TO DO: Return each line of the material below that contains the string "shed".

··· RECORDS FOR THIS EXERCISE

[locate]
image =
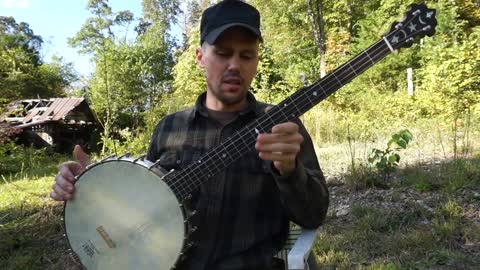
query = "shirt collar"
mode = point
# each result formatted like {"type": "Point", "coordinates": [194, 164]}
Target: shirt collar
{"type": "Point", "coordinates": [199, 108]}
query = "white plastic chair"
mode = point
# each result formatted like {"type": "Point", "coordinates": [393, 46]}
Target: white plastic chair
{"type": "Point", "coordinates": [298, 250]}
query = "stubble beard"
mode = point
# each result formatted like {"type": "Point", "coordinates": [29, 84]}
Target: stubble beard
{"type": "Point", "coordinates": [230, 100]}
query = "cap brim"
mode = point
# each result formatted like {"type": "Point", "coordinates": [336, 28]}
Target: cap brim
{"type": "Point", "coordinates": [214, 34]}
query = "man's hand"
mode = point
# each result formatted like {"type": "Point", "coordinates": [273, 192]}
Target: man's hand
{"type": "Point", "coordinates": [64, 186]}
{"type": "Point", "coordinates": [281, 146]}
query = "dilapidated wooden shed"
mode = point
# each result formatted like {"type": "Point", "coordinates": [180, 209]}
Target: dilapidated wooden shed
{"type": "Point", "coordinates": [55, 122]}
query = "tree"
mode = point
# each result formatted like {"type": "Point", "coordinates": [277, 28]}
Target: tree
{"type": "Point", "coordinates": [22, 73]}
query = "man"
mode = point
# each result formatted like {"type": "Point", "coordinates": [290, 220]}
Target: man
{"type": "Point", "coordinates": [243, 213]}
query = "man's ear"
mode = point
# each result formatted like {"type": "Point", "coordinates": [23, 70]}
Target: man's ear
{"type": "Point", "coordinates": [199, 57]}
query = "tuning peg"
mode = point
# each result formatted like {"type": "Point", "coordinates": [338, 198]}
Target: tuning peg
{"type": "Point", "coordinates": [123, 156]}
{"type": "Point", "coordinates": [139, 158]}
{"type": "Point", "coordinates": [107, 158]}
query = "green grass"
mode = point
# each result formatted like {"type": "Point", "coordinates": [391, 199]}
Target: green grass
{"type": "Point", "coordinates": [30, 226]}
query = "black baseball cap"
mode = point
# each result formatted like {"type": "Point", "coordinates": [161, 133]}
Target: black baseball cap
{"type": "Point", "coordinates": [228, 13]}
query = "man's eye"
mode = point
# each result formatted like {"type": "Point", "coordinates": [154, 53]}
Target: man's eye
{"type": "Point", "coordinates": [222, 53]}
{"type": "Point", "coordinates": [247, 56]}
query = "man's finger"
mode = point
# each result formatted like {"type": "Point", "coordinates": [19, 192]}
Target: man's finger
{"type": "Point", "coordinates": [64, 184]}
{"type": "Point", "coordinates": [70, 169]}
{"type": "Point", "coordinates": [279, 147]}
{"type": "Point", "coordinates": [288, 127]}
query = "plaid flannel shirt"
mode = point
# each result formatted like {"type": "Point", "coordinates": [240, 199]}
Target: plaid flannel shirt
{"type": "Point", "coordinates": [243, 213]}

······
··· RECORDS FOR THIS EXERCISE

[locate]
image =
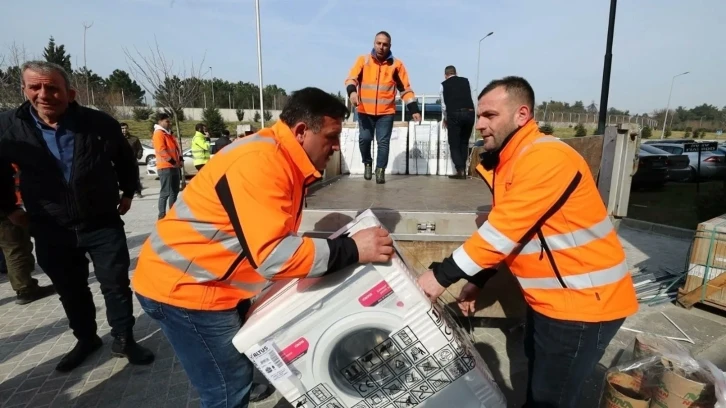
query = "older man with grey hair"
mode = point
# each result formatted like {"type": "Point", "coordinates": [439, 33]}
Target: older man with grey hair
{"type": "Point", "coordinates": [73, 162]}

······

EXPECTED OUTPUT:
query = "dilapidated wooden shed"
Target: dilapidated wooden shed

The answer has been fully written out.